> DATA SUPPLIED

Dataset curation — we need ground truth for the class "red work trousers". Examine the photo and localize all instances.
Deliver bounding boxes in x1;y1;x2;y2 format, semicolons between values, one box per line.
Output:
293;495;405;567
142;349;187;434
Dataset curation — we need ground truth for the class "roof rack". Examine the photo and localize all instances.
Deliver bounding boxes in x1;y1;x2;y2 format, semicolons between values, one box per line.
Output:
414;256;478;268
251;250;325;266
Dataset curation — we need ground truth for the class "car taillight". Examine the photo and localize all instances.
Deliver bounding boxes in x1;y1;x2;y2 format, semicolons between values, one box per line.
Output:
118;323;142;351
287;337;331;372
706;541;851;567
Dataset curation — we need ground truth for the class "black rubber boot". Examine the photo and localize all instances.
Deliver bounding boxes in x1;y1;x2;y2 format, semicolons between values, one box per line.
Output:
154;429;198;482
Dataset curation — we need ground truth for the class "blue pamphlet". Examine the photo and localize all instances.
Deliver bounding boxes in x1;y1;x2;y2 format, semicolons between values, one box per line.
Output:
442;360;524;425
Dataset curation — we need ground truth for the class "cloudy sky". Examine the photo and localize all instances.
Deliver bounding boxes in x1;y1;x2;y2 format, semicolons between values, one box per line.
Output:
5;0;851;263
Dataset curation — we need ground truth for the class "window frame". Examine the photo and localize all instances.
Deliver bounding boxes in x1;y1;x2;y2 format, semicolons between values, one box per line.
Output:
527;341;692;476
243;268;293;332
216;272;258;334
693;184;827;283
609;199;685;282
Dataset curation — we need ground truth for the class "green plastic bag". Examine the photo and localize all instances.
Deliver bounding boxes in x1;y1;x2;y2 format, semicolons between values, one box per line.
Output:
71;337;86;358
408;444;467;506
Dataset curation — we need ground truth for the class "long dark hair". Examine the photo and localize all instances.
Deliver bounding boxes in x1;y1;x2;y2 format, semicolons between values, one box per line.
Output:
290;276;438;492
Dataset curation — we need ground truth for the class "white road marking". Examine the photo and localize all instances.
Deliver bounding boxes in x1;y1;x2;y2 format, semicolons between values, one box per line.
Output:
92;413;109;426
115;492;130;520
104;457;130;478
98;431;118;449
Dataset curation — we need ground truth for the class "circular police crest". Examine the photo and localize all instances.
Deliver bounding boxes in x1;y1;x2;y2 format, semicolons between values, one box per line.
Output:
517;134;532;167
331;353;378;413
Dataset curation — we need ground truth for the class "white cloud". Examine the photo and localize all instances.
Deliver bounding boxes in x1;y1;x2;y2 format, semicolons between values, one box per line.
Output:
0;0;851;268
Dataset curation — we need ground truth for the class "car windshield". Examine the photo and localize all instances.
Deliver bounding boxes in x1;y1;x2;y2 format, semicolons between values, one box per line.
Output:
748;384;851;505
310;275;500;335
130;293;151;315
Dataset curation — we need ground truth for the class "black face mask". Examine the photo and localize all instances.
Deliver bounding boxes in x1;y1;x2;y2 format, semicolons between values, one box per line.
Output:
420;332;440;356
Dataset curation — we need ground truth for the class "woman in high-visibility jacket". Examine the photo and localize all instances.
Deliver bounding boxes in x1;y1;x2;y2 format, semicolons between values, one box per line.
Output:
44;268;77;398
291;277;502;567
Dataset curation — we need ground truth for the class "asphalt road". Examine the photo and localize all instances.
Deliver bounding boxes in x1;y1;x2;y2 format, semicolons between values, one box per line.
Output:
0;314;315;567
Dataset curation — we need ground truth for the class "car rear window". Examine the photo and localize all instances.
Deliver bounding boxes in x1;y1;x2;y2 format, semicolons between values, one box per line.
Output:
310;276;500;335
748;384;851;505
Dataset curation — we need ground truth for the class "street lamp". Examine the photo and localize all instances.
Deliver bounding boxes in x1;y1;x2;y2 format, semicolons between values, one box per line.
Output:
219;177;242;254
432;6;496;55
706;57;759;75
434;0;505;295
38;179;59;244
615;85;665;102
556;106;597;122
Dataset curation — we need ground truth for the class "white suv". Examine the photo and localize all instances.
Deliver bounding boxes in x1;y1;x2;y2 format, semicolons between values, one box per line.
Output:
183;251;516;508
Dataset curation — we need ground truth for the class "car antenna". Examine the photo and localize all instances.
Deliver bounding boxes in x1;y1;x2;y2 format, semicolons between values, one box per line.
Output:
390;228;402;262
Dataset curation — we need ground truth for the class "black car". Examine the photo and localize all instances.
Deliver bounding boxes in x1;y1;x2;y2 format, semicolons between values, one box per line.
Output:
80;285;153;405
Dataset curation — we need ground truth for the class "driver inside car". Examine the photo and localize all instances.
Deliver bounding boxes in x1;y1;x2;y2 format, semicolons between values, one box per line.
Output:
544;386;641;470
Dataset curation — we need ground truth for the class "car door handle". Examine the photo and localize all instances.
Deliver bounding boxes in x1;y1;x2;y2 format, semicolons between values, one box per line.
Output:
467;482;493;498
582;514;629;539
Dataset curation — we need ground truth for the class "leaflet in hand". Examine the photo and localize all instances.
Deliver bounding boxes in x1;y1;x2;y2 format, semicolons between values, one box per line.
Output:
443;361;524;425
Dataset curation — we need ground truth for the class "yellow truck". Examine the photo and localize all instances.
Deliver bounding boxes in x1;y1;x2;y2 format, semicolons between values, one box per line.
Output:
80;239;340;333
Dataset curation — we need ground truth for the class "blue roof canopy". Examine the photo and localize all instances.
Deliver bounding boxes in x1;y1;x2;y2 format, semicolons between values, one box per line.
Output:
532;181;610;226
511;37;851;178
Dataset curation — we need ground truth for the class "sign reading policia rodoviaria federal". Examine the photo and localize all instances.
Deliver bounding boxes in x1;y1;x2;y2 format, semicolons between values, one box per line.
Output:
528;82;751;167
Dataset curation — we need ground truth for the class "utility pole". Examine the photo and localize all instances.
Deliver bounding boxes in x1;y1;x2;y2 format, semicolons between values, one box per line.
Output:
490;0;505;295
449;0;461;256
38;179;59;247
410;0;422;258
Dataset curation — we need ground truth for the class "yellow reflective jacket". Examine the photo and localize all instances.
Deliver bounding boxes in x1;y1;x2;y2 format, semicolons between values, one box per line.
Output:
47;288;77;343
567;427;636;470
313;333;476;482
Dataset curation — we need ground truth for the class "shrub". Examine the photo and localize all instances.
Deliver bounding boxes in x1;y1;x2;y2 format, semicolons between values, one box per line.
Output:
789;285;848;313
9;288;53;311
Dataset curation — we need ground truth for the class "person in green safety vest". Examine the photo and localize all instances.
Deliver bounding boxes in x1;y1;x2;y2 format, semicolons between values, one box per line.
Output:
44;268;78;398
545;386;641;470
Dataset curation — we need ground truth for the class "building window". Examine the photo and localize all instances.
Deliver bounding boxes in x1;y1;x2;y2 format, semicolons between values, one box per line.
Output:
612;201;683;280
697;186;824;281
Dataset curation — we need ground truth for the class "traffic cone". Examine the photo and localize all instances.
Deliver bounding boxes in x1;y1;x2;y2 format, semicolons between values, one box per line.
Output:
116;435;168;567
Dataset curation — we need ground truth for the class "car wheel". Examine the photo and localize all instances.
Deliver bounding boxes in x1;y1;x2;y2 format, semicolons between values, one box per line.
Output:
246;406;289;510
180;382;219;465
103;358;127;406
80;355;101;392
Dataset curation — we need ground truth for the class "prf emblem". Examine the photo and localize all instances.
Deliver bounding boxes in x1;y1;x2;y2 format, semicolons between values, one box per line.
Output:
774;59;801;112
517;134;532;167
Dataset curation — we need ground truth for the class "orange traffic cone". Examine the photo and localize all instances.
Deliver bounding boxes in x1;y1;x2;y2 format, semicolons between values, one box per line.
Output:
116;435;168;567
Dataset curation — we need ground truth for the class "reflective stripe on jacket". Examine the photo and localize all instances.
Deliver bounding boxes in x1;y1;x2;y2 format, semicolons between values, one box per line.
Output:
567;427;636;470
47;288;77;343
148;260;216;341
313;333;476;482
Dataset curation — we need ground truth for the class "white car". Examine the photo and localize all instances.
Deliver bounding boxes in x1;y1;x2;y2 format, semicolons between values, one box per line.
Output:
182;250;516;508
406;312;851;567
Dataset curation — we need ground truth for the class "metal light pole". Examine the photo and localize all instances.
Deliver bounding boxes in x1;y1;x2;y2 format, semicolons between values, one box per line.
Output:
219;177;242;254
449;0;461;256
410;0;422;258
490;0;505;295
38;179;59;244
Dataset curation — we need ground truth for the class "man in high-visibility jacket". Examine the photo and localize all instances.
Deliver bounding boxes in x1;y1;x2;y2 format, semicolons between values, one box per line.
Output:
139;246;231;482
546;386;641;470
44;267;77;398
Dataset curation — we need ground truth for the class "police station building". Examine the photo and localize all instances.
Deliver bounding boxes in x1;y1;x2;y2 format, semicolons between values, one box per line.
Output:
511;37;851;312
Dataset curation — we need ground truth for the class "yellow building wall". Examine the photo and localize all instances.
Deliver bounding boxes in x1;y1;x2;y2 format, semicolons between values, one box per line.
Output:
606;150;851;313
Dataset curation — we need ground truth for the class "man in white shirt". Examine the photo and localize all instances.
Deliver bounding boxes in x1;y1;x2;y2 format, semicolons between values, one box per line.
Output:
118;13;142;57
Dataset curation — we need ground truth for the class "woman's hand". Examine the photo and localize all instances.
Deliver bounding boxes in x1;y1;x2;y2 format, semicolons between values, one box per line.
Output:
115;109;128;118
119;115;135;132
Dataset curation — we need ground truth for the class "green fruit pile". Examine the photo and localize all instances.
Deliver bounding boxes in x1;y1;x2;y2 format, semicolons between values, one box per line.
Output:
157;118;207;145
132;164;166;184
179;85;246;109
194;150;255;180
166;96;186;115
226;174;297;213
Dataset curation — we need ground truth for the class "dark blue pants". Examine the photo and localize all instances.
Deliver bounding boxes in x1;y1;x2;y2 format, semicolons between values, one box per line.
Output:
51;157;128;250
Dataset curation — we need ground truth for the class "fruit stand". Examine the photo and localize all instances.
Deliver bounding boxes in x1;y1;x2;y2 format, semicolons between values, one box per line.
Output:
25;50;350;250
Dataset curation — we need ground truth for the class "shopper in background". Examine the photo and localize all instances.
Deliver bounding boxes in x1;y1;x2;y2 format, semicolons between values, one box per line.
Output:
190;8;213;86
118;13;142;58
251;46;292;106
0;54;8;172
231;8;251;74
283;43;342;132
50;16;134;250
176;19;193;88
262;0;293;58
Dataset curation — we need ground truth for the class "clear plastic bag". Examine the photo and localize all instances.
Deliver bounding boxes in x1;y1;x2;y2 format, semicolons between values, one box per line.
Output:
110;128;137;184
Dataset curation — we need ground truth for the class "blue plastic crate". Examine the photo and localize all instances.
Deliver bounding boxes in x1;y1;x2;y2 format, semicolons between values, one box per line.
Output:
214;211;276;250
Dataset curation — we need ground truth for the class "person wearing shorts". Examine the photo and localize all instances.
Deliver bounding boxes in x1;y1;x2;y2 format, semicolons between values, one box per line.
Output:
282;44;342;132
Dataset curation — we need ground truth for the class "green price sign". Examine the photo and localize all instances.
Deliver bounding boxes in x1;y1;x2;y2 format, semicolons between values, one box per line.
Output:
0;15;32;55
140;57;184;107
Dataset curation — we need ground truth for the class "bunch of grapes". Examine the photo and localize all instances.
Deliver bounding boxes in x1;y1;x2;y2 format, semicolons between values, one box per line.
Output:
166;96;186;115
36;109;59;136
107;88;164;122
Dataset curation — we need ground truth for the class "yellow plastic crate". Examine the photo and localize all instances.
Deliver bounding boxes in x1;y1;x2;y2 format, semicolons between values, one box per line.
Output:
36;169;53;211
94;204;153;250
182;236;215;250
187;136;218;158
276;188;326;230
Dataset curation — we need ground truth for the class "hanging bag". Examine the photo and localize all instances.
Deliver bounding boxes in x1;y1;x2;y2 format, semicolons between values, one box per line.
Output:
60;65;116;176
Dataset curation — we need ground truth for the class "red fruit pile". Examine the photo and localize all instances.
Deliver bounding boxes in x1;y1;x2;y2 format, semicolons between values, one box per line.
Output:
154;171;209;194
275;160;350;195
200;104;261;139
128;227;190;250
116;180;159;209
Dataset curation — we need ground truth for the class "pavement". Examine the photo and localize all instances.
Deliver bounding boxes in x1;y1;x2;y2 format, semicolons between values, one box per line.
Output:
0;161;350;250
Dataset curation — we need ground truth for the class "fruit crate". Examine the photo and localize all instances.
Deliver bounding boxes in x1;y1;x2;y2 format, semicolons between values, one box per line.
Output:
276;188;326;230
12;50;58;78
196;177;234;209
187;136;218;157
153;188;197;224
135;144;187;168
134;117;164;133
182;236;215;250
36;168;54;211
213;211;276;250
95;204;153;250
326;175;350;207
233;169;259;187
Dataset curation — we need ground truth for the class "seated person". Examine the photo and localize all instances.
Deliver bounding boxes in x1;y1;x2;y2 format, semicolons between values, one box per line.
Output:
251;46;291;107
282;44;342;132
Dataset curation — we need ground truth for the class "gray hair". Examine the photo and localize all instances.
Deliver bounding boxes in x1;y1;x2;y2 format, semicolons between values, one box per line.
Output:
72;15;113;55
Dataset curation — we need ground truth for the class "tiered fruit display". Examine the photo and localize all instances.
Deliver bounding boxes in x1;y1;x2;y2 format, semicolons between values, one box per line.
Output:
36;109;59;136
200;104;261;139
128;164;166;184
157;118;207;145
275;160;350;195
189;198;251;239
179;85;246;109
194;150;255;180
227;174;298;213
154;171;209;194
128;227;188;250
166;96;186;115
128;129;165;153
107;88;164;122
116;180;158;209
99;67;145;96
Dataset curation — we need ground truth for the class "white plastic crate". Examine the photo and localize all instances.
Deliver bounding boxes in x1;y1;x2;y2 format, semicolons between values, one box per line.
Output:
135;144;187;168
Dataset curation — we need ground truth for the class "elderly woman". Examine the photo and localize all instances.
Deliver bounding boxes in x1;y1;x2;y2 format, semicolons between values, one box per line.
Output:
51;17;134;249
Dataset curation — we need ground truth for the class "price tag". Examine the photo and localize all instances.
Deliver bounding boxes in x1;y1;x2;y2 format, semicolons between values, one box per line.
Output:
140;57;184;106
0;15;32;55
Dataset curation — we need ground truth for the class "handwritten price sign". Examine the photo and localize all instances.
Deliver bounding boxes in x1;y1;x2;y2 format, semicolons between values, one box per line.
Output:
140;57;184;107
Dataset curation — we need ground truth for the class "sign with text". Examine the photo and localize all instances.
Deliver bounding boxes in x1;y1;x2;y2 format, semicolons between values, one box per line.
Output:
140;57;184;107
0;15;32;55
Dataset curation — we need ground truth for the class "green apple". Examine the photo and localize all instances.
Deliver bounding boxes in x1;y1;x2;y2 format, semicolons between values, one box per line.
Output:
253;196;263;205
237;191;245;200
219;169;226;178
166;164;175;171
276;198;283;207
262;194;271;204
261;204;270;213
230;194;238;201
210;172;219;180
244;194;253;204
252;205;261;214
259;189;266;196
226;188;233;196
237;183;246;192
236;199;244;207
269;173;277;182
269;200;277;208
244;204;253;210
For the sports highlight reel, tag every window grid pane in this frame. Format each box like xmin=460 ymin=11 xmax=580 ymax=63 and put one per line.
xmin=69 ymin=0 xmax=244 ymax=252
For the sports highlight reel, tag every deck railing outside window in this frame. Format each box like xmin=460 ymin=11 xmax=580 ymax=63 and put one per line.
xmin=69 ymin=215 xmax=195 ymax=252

> WHAT TO PRODUCE
Count the lines of the material that contain the string "xmin", matching case exactly. Reply with the number alone.

> RESPONSE TO THIS EXERCISE
4